- _WORK INSTRUCTIONS_: Go through the lines below. Copy those with "forearm".

Saved data entries
☆ ☆ ☆ ☆

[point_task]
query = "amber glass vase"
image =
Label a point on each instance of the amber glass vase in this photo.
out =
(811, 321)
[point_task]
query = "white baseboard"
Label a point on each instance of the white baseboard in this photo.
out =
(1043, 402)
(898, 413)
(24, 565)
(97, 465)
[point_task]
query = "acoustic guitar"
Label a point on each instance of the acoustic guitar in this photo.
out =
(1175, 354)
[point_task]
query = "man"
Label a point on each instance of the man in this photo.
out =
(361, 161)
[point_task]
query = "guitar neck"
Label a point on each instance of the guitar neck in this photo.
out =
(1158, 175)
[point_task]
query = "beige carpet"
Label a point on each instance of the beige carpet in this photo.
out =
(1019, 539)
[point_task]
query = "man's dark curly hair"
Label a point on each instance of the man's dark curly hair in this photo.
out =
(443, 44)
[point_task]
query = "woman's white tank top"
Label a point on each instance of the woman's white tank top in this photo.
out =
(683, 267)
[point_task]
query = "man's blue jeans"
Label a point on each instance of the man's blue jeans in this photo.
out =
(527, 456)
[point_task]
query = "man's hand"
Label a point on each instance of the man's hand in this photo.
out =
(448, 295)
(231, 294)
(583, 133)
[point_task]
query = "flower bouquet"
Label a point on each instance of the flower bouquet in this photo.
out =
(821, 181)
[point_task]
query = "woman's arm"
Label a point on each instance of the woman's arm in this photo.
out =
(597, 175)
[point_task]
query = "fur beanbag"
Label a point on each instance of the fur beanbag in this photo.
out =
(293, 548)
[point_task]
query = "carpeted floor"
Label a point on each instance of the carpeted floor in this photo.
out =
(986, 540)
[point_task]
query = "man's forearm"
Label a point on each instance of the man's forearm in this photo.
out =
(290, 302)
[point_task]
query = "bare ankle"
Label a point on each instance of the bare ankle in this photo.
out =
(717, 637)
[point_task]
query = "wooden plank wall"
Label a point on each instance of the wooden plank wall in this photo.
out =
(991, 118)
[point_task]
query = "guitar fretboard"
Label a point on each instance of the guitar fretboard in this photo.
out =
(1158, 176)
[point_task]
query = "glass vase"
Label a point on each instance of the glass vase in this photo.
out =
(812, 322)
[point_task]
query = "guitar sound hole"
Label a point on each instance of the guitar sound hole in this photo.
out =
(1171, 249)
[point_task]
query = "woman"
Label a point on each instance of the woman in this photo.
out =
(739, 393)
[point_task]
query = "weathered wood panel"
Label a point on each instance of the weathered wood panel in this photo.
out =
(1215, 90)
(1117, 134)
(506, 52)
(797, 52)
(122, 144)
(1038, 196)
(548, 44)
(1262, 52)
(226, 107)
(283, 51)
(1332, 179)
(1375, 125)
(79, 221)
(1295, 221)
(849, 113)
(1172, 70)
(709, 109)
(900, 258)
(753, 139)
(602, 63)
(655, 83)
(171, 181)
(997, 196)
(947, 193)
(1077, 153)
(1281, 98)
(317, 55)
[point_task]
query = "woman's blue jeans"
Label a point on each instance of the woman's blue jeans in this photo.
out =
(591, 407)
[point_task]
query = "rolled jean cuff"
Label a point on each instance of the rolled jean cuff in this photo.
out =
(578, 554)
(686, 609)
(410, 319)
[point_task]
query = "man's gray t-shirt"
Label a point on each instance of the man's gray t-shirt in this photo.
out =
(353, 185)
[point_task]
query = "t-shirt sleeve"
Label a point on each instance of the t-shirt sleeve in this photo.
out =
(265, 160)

☆ ☆ ☆ ☆

- _RESPONSE_:
query = "man's forearm"
Label a point on each instance of the man's forearm in this photo.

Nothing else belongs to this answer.